---- EXTRACT

Ok, here's the Regex you wanted for Day 2 of Advent of Code 2020
Things mentioned in this post: regex, operator chaining, named groups, XOR
Regex me up
In the previous part, I looked at a state-machine based solution to the challenge. State machines are fun. I use them a lot in robotics and in game development. But the much better solution to this particular problem is Regex. In this part, I will pursue a very compact regex solution.
A reminder of the format:
- number (low range)
- a dash
- number (high range)
- space
- a letter (the letter in question)
- colon
- space
- a string to validate
Regex has a ...possibly deserved reputation for being impenetrable for those studying it, but I think a lot has to do with how compact its notation is. I think regex is a lot easier to write than to read, so hopefully if I were to explain the process, it would be a bit easier.

--------
---- PROVIDED INFORMATION

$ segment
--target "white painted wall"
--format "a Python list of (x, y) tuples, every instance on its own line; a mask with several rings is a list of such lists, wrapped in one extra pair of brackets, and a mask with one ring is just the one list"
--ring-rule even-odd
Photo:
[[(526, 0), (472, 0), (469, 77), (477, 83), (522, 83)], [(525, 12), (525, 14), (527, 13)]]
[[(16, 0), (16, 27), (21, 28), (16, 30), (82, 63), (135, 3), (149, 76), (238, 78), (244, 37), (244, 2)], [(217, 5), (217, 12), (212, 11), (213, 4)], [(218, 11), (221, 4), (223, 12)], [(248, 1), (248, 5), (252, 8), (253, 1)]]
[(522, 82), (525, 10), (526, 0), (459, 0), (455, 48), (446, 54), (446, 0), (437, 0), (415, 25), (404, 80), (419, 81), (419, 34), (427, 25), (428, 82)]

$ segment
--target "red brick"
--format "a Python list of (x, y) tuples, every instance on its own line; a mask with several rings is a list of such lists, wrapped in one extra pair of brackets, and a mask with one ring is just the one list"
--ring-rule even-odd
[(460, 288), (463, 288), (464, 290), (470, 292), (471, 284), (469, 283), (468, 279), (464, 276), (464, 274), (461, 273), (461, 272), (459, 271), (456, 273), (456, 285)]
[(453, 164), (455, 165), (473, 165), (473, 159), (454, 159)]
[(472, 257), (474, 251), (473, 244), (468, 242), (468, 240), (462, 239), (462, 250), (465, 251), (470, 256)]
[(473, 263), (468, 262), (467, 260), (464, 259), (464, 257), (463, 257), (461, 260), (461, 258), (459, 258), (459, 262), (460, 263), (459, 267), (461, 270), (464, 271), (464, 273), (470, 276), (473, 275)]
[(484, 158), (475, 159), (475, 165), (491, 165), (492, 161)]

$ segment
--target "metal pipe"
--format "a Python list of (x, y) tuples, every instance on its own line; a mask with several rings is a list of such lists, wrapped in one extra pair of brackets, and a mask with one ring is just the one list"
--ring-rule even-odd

--------
---- PROVIDED INFORMATION

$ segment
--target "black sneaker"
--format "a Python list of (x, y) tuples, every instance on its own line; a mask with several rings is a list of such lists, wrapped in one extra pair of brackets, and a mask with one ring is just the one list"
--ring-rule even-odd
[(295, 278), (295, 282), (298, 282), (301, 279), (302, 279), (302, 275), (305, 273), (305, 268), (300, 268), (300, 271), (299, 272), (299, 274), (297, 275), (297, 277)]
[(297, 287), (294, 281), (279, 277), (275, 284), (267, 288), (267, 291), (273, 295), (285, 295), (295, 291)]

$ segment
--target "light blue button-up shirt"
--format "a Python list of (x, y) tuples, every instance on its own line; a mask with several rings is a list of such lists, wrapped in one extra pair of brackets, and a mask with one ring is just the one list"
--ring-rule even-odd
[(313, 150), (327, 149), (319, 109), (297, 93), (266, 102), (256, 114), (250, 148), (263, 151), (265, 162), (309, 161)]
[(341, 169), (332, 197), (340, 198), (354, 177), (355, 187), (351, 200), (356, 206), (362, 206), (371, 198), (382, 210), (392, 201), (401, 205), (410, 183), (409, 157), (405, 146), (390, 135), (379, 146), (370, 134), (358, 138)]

--------
---- PROVIDED INFORMATION

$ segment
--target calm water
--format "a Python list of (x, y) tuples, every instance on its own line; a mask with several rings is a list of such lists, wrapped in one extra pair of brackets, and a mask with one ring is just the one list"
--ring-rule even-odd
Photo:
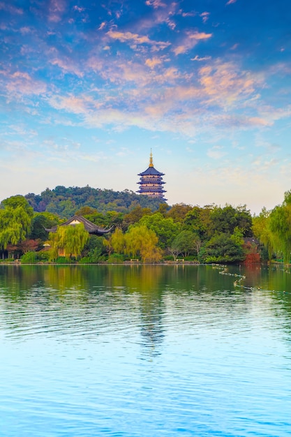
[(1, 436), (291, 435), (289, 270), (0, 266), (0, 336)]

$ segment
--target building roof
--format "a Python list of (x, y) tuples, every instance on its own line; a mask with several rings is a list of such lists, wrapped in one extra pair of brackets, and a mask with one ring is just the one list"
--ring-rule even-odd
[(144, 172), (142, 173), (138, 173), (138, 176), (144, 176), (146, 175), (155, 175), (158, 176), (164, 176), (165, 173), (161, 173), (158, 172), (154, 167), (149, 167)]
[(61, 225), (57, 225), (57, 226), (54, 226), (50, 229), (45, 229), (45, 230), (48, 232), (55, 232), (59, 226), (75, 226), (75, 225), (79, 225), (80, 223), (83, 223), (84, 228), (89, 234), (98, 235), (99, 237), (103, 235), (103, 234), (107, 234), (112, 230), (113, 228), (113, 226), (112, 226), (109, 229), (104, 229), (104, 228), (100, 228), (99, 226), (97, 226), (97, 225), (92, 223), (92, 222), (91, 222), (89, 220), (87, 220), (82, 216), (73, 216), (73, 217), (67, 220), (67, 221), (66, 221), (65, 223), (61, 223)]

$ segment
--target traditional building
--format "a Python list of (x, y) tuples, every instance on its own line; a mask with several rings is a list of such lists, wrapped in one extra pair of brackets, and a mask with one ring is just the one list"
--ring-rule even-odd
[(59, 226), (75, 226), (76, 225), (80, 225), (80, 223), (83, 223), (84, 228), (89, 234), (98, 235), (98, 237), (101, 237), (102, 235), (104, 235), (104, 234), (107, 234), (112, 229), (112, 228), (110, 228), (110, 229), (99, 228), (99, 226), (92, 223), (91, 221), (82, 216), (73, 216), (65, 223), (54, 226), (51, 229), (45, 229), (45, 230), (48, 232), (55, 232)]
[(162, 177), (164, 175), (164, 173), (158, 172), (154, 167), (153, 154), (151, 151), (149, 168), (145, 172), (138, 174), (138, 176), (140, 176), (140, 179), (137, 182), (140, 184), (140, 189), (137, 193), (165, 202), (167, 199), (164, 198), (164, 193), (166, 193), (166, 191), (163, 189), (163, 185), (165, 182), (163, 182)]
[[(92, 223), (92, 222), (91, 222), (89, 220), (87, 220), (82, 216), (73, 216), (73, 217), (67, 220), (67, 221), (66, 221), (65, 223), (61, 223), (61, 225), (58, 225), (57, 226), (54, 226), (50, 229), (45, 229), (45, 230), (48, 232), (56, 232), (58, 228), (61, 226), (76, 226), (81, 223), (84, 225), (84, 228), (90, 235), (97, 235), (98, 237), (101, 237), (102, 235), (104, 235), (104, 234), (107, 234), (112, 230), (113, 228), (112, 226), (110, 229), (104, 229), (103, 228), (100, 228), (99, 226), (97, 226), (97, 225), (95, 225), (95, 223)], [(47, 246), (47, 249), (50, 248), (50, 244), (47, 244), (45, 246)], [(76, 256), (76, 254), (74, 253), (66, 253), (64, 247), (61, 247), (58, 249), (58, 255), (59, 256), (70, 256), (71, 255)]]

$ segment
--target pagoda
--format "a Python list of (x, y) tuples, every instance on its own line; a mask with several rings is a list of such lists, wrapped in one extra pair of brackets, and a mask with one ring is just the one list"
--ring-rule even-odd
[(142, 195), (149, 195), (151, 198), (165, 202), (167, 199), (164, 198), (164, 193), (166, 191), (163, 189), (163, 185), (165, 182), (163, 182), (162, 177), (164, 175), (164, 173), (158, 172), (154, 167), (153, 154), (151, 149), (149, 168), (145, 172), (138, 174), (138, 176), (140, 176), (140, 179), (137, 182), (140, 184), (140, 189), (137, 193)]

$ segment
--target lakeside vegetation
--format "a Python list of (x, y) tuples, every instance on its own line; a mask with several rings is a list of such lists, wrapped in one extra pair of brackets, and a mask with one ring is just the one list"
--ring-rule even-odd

--------

WHAT THIS TASK INVOLVES »
Return the Advent of Code regex post in full, word for word. The lines have nothing to do with the Advent of Code regex post.

OUTPUT FOR THIS TASK »
Ok, here's the Regex you wanted for Day 2 of Advent of Code 2020
Things mentioned in this post: regex, operator chaining, named groups, XOR
Regex me up
In the previous part, I looked at a state-machine based solution to the challenge. State machines are fun. I use them a lot in robotics and in game development. But the much better solution to this particular problem is Regex. In this part, I will pursue a very compact regex solution.
A reminder of the format:
- number (low range)
- a dash
- number (high range)
- space
- a letter (the letter in question)
- colon
- space
- a string to validate
Regex has a ...possibly deserved reputation for being impenetrable for those studying it, but I think a lot has to do with how compact its notation is. I think regex is a lot easier to write than to read, so hopefully if I were to explain the process, it would be a bit easier.